Page text:
Ameriquest loan puts homeowner in a costly bind
It wasn’t much — a run down New Englander with peeling paint on a quiet Pembroke street — but to William Bouley, “it was the first home I’ve had in 40 years. I came from the streets, and here I am, and here is all that I’ve got.”
Now Bouley, at 50, may have to face those streets again, thanks to an ill-fated refinancing loan from Ameriquest Mortgage Company that resulted in Bouley and his wife paying more than 60 percent of their limited income toward their mortgage. Yet while AMC, Ameriquest’s servicing arm, threatens to foreclose on the Bouleys’ home, the company is pressing for him to go even deeper into debt with yet another mortgage refinancing.
Despite signed releases, Ameriquest “will not comment on any borrower’s financial dealings,” said company spokesperson Alan Maltun, but he stressed that Ameriquest policy is to clearly disclose loan terms, to allow customers to back out of the loan a week after closing “and when a problem does arise, it does its very best to work things out.”
Added Maltun: “The vast majority of our customers are satisfied.”
But several class action lawsuits along with regulators from some 30 states charge such problem loans are not mere glitches of the company’s intentional pattern of predatory lending.
Predatory lending targets poorly educated, risky borrowers with high-cost, high-interest loans. They are given not based on their ability to pay back the loan, but on the basis of being able to collect on the collateral, through the forced sale or foreclosure of their house.
Ameriquest vehemently disputes this charge, arguing that most of its customers are solidly middle-class borrowers with spotty credit reports who are happy to get a sub-prime mortgage, even though it might cost more than a conventional loan.

Required tasks:
a - Please answer these questions using the Ameriquest article:
(i) How old is William Bouley?
(ii) Who is the Ameriquest spokesperson?
(iii) Regulators from about how many states bring charges against the company?
b - Select every line in the records below that contains the string "grille".

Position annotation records
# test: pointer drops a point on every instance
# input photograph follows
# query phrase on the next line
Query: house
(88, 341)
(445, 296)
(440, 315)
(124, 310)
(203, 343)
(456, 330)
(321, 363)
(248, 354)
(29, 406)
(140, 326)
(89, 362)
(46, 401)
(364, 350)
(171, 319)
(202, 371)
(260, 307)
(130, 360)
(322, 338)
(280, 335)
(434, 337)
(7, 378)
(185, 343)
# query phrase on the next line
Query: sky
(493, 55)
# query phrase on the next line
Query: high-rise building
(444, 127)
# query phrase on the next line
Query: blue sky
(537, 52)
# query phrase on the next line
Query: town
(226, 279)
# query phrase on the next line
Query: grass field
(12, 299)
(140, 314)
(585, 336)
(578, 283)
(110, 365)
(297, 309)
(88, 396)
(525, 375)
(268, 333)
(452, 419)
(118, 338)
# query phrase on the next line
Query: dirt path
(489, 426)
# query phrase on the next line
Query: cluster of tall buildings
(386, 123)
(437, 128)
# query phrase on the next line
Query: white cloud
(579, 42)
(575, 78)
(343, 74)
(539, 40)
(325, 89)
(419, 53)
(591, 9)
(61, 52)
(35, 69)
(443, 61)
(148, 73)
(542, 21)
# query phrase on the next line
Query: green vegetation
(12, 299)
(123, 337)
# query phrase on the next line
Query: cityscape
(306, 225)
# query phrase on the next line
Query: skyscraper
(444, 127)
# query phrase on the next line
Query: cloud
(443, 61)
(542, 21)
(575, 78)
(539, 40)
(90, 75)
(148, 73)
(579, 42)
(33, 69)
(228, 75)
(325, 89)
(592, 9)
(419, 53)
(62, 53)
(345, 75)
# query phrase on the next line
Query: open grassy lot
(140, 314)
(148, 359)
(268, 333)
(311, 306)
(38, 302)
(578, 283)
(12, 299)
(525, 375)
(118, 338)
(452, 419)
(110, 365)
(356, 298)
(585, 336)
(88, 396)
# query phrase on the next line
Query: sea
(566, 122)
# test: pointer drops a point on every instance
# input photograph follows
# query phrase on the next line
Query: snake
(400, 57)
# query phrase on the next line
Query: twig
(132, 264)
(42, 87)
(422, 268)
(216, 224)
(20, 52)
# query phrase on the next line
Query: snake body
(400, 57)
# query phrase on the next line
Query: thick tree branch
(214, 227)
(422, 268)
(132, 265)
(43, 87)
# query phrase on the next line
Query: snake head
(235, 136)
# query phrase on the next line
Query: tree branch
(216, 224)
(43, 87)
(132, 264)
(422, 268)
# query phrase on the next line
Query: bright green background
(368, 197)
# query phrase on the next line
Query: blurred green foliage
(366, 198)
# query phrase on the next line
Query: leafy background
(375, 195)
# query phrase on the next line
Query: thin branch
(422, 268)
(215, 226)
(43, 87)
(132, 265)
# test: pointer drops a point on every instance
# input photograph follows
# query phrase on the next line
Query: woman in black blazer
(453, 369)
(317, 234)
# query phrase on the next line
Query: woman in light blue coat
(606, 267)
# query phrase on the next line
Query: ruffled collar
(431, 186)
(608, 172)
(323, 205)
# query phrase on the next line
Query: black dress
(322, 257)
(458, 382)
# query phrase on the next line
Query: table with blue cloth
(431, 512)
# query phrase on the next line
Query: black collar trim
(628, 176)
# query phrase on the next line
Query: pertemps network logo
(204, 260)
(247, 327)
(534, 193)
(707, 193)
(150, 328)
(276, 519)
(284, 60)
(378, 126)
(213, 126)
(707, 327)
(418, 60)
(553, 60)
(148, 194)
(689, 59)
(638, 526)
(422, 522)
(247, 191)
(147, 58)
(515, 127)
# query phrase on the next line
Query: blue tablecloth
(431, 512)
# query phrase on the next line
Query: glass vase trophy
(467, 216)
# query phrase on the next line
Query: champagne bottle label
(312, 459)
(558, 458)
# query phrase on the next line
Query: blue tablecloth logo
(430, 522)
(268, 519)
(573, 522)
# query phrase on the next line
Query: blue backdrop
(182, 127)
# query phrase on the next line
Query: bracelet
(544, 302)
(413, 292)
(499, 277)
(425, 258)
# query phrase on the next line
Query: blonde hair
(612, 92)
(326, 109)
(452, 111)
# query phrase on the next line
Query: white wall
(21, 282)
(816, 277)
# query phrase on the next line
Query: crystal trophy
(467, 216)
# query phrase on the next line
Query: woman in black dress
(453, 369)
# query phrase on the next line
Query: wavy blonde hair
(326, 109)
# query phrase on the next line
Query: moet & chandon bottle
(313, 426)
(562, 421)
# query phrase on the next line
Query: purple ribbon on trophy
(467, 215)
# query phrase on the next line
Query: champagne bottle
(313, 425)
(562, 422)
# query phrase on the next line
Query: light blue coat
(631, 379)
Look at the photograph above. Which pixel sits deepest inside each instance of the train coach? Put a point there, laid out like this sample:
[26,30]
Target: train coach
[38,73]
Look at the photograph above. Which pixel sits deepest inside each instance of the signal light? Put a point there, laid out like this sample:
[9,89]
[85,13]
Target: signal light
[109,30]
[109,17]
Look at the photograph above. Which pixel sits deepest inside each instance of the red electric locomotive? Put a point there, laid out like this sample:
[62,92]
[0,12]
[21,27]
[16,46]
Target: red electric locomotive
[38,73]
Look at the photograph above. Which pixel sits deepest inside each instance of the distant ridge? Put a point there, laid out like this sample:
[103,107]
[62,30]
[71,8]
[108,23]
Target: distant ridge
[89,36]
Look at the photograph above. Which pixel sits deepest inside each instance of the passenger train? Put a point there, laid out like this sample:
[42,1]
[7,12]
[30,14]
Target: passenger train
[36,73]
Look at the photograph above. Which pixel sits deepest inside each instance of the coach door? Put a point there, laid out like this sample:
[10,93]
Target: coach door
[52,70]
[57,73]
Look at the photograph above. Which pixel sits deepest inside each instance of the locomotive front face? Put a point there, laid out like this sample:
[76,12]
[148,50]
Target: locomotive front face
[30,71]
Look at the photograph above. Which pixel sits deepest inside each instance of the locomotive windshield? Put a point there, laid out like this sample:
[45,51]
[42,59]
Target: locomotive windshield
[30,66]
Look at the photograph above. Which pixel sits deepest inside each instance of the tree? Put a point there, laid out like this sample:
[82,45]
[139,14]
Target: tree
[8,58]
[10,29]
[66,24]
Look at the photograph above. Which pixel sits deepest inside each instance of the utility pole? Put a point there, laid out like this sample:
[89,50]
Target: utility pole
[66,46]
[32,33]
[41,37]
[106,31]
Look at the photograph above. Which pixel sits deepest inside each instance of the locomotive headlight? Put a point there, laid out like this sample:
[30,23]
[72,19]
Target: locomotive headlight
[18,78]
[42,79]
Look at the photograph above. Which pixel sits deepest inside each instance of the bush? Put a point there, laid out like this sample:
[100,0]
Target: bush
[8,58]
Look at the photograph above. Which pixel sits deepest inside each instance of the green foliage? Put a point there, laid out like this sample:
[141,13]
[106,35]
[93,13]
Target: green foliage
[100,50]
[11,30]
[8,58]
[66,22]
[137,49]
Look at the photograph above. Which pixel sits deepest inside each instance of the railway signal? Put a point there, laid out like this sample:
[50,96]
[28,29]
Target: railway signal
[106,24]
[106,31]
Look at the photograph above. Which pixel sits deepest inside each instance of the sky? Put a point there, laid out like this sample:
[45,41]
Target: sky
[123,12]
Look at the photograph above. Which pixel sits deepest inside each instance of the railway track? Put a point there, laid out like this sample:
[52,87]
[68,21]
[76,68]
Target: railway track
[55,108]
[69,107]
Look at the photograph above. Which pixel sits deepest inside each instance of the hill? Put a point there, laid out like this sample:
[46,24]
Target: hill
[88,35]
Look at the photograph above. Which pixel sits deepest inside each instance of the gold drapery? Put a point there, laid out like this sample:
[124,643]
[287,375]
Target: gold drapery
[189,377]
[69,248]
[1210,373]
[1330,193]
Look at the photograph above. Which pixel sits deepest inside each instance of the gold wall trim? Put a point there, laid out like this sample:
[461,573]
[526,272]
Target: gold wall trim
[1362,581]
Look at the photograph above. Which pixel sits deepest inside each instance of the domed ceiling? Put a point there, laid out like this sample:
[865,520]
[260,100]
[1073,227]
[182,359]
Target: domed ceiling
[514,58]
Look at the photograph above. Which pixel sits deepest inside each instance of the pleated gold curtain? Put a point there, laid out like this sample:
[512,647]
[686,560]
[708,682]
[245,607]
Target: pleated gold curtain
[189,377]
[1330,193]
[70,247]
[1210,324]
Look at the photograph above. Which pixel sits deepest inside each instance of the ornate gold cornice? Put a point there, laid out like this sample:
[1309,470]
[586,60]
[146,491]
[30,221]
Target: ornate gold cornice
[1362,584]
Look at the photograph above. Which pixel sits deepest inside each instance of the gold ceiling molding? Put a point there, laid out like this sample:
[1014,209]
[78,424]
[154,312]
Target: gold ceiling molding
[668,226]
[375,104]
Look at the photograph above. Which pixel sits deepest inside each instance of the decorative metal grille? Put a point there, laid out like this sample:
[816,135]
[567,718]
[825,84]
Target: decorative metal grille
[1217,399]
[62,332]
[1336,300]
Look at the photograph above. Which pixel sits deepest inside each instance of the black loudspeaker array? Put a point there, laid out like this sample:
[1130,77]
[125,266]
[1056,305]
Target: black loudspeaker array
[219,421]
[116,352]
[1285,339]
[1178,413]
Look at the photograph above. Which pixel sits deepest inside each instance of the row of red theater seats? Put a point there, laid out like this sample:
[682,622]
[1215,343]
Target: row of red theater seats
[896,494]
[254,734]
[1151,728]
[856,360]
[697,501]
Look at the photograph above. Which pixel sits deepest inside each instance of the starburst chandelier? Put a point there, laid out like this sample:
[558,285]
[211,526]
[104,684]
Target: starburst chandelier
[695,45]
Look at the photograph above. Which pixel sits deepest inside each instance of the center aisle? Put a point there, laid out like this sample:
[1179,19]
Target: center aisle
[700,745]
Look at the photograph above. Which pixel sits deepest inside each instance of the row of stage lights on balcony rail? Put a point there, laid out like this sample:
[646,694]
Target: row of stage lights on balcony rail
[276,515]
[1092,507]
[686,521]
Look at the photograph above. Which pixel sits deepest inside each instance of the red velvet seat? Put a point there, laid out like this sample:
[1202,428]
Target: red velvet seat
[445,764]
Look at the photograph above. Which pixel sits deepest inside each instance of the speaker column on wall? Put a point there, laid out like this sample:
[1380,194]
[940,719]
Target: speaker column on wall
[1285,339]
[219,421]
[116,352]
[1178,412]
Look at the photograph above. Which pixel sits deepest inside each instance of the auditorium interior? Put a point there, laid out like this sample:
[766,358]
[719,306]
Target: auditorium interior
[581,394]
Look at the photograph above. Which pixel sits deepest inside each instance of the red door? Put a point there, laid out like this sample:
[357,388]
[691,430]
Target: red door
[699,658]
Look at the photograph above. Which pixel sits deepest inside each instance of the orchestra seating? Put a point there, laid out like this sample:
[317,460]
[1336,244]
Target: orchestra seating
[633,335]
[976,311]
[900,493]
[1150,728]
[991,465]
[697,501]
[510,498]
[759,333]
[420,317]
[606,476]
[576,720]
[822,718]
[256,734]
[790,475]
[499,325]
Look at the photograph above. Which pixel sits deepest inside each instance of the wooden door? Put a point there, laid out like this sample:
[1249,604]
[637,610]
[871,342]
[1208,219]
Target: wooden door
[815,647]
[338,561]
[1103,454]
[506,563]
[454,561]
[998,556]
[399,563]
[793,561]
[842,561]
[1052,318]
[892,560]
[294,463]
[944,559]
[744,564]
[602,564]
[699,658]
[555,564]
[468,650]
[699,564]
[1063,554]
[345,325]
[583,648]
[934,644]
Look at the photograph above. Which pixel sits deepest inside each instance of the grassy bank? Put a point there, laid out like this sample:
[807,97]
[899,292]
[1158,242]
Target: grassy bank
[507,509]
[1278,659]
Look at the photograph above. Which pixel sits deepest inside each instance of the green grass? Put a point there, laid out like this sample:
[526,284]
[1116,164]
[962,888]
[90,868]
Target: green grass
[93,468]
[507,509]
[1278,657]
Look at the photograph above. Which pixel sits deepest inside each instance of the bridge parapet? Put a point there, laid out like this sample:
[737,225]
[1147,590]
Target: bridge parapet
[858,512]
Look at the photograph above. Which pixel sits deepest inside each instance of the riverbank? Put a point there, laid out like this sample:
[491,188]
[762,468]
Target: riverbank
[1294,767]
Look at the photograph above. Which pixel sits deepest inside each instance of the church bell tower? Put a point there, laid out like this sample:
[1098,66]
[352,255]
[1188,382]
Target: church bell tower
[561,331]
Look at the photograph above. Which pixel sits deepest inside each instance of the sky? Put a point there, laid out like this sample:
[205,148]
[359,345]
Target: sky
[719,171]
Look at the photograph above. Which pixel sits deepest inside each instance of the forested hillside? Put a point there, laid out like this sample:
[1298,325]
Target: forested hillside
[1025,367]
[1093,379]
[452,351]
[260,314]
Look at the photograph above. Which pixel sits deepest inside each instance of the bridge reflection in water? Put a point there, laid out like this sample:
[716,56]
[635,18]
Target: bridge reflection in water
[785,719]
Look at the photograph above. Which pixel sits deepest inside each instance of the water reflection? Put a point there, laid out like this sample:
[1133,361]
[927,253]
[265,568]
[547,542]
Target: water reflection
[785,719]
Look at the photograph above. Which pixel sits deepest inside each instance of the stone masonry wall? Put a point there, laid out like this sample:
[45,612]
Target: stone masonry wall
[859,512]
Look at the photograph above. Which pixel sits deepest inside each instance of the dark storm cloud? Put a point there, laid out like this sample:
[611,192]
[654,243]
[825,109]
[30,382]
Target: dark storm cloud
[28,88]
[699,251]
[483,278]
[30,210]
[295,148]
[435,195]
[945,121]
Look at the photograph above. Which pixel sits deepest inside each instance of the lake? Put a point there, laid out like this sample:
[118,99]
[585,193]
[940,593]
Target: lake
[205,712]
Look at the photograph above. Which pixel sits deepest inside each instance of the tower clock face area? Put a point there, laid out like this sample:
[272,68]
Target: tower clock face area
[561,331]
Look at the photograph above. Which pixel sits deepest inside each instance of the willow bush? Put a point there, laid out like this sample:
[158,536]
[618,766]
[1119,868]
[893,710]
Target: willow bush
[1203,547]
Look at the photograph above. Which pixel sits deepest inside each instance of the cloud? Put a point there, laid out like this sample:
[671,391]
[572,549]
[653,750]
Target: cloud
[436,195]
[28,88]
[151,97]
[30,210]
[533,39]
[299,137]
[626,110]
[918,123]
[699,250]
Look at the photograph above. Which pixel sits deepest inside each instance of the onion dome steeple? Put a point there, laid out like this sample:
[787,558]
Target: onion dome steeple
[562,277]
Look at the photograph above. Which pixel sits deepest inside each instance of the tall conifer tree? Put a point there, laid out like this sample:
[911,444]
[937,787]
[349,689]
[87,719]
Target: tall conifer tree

Exercise answers:
a -
(i) 50
(ii) Alan Maltun
(iii) Some 30

b -
Look at the photograph above. Which pixel sits deepest inside each instance of the decorative metal grille? Put a point there, laid out like this sample:
Target: decorative metal grille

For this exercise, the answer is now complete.